> _GIVEN RECORDS_
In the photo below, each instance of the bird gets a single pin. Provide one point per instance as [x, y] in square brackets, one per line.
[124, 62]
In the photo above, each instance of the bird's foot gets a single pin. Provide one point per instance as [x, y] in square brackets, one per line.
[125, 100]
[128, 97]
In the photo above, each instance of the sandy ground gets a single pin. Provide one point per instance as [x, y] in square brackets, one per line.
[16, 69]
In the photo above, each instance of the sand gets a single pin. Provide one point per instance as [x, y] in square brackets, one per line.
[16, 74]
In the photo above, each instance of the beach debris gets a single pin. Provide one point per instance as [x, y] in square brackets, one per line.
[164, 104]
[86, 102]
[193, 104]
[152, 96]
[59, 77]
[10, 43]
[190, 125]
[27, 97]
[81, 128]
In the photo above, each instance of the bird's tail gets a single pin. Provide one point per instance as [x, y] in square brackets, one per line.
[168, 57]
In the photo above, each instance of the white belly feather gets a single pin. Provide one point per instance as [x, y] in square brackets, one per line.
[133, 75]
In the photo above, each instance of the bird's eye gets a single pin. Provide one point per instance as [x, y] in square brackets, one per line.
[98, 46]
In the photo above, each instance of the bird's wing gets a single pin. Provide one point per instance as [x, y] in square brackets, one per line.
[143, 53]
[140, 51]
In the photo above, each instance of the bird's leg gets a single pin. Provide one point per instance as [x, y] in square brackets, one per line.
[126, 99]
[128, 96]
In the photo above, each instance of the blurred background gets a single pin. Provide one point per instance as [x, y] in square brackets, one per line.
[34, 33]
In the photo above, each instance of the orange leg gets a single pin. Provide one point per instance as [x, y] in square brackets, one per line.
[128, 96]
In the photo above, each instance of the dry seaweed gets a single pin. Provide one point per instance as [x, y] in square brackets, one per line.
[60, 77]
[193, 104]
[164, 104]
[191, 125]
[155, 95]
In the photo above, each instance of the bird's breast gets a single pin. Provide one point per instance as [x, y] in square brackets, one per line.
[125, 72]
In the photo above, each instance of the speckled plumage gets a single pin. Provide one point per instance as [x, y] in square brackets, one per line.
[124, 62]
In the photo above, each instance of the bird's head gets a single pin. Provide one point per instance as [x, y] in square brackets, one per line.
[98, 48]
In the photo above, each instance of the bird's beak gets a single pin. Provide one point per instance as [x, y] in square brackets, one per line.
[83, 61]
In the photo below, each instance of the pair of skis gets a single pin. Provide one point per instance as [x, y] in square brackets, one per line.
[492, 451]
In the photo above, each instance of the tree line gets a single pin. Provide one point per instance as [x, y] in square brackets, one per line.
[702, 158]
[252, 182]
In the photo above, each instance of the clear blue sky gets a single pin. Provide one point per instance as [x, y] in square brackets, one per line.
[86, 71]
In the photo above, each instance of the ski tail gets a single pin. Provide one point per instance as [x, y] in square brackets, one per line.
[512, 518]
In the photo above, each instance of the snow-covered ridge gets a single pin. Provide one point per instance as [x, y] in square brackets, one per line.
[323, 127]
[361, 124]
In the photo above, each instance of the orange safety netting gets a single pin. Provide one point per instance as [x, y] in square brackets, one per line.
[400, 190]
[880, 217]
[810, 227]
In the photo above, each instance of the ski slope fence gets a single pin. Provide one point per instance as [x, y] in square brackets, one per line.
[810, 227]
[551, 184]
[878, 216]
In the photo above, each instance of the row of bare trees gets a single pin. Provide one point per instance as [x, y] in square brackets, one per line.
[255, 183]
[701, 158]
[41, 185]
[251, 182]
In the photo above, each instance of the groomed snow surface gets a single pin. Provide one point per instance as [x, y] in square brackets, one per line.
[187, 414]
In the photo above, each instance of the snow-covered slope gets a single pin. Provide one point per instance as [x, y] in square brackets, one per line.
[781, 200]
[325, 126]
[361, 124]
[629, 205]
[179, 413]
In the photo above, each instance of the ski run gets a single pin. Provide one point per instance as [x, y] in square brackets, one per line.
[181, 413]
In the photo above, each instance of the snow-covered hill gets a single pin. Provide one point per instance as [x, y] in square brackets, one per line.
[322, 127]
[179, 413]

> _WHAT YOU NEED TO DO_
Output the data exactly, in full.

> _TASK OUTPUT_
In the photo below, each instance of the bird gets a single pin. Provide one point per instance as [x, y] in square brackets, one per line.
[124, 62]
In the photo above, each instance of the bird's foot gets a single pin. Provide one point per instance as [x, y] in square brackets, one per line.
[125, 100]
[128, 97]
In the photo above, each instance of the sandy ground gets a single pin. Provide one point per instance as [x, y] in square brackets, one per line.
[16, 69]
In the photo above, each instance of the sand gets a single pin. Provide one point per instance as [x, y] in square brackets, one per line.
[16, 74]
In the photo above, each instance of the beach debris gets a single pin. Provide one point per instance as [x, y] in square brackets, one per line.
[164, 104]
[86, 102]
[193, 104]
[152, 96]
[59, 77]
[10, 43]
[190, 125]
[27, 97]
[81, 128]
In the photo above, each instance of the bird's tail gets a single pin. Provide one point per instance as [x, y] in square brackets, one per line.
[168, 57]
In the photo above, each instance of the white belly feather gets a single pin. Provide one point per instance as [x, y] in square brackets, one per line.
[133, 75]
In the photo above, each instance of the bird's eye gets a single pin. Provide one point per instance as [x, y] in square brackets, one per line.
[98, 46]
In the photo above, each instance of the bird's wing gets a single pin. Provide one point per instance as [x, y] in square brackets, one per line.
[143, 53]
[140, 51]
In the photo above, each instance of the bird's leg gets a single pin. Provide one point per instance as [x, y] in square brackets, one per line.
[126, 99]
[128, 96]
In the photo above, each instance of the blurred background gets a single pin. Provide one point per instance as [x, y] in square brackets, one per line.
[34, 33]
In the photo above, each instance of the orange leg gets a single pin. Provide one point per instance as [x, y] in square brackets, one per line.
[128, 96]
In the photo above, each instance of the dry seaweed gets a single pin. Provide one point per instance as [x, y] in square brackets, one per line.
[60, 77]
[193, 104]
[164, 104]
[191, 125]
[155, 95]
In the photo above, each instance of the bird's breast gets a single pin. Provide one point per instance as [x, y] in square brackets, one per line.
[125, 72]
In the photo above, each instance of the speckled plumage gets a single pin. Provide one point per instance as [x, y] in square brackets, one per line.
[124, 62]
In the photo above, each instance of the bird's head gets a single pin. Provide one point per instance as [x, y] in square brackets, one per line.
[98, 48]
In the photo above, each instance of the bird's beak gets a single pin. Provide one point per instance as [x, y] in square brackets, one per line.
[83, 61]
In the photo below, each instance of the pair of skis gets a single pin. Provide one point per instance as [x, y] in square brackets, one per line.
[492, 451]
In the photo above, each instance of the tree line gets a single pin. Provide one point per instance as [x, y] in square brackets, one per line.
[702, 158]
[252, 182]
In the photo above, each instance of the clear blue sky gets a single pin. Provide one point per instance as [x, y] in square brackets, one per line.
[86, 71]
In the photo above, each instance of the ski tail gets a single pin. Provide one point per instance as [x, y] in square brackets, one per line.
[512, 518]
In the photo above, each instance of the snow-covered ridge gets a single pin. Provide one point per instance as [x, y] in square brackets, one per line.
[323, 127]
[361, 124]
In the photo above, each instance of the orange safety netting gets a single pin. Provide one point per instance as [x, y] in square brackets, one per line.
[400, 190]
[880, 217]
[810, 227]
In the photo above, each instance of the ski slope fence gets a single pin. Provide one point per instance as [x, y] in square brackets, one per line.
[810, 227]
[551, 184]
[878, 216]
In the photo above, each instance of the row of bare trees gets a single pin. Provide one point per instance as [x, y] in square brackets, one per line.
[255, 183]
[701, 158]
[41, 185]
[251, 182]
In the photo above, each instance of the groomed snow surface gets a single pin. Provide one point per instance as [x, y] in square brackets, one per line.
[187, 414]
In the photo above, each instance of the snow-covered slope gets a single pin. Provide one point per instance as [x, y] in square brackets, one per line.
[781, 200]
[325, 126]
[361, 124]
[629, 205]
[179, 413]
In the photo above, each instance of the ski run gets a single pin. Provide one point per instance as [x, y] in square brackets, one per line.
[181, 413]
In the photo above, each instance of the snow-covered hill gets a single pin. Provide one point per instance as [x, y] in square brackets, one per line.
[322, 127]
[179, 413]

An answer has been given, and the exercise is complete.